▶ Assignment: Reproduce word for word the passage of the safety letter below, starting at "This brings to" and ending at "and his pick-up.".

▶ Study text:
* * *
LETTER: Pedestrian, cyclist and driver safety

Recently, I was involved in an accident. To avoid misconception, I would like to explain what happened. I collided with a cyclist and immediately rendered aid and called for emergency help. The cyclist was treated at the scene and released from the hospital that same day with no major injuries. I never left the scene until I was dismissed by a police officer and the police had expressed that they had completed their assessment of the scene.

This brings to mind a minor parking lot incident I was involved in, that occurred many years ago, where I backed out of a parking space and hit a car that was double-parked behind me. I got out of my car and spoke with the driver of the other vehicle and discussed the incident. We both noted that there was not any damage to either vehicle as it had been just a minor bump of the bumpers of my car and his pick-up.

I went on to my conduct my business. I was never told by the owner of the double-parked vehicle that he wanted a police report. Weeks later, I received notice that a warrant for my arrest had been issued because the gentleman I hit, who was double-parked, claimed I left the scene. When notified, I voluntarily surrendered myself and a court date was set. On that court date the evidence was reviewed and the court dismissed the case.

While I deeply regret being involved in these accidents, the most recent incident reinforces the need to become more aware of and continue to reinforce pedestrian, bicycle and driver safety and awareness in McAllen and regionally. As one of your city leaders I have been encouraging outdoor physical activities for years. In fact, I have been involved in the building of countless miles of hike-and-bike trails and I have plans of promoting more to encourage exercise, well-being and outdoor activities.
* * *
▶ Listed records:
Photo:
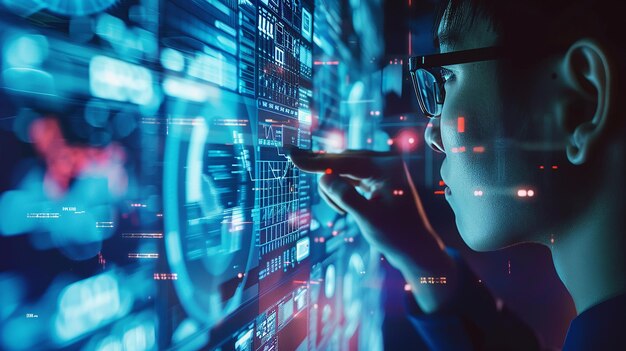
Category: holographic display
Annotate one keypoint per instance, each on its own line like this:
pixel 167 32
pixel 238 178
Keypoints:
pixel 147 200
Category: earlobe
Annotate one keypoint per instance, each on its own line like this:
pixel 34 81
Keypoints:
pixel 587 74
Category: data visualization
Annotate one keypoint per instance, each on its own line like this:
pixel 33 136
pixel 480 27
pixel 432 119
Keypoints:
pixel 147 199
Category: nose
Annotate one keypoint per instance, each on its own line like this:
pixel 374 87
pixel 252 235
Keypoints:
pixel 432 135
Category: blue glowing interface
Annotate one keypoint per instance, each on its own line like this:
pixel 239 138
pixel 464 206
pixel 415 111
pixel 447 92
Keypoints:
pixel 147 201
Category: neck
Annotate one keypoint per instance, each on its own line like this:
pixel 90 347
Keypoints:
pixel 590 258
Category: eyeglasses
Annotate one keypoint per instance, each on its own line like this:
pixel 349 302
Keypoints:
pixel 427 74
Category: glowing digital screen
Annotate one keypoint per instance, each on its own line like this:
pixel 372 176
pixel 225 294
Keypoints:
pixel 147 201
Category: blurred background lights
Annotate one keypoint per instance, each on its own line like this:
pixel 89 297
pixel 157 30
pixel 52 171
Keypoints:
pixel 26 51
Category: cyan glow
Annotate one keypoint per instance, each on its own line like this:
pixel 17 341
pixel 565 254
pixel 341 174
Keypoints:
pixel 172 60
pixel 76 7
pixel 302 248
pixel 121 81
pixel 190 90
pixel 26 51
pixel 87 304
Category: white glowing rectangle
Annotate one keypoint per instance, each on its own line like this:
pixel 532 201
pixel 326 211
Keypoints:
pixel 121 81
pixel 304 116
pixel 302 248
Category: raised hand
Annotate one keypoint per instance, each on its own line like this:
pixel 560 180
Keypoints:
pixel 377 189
* * *
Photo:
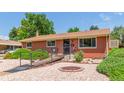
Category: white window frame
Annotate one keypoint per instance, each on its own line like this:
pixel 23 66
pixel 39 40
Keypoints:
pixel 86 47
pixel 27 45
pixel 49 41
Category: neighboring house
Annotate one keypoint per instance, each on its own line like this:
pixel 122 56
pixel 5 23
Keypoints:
* * *
▶ Expected output:
This brings to mind a minor parking lot incident I was involved in, that occurred many years ago, where I backed out of a parking space and hit a car that was double-parked behind me. I got out of my car and spoke with the driver of the other vehicle and discussed the incident. We both noted that there was not any damage to either vehicle as it had been just a minor bump of the bumpers of my car and his pick-up.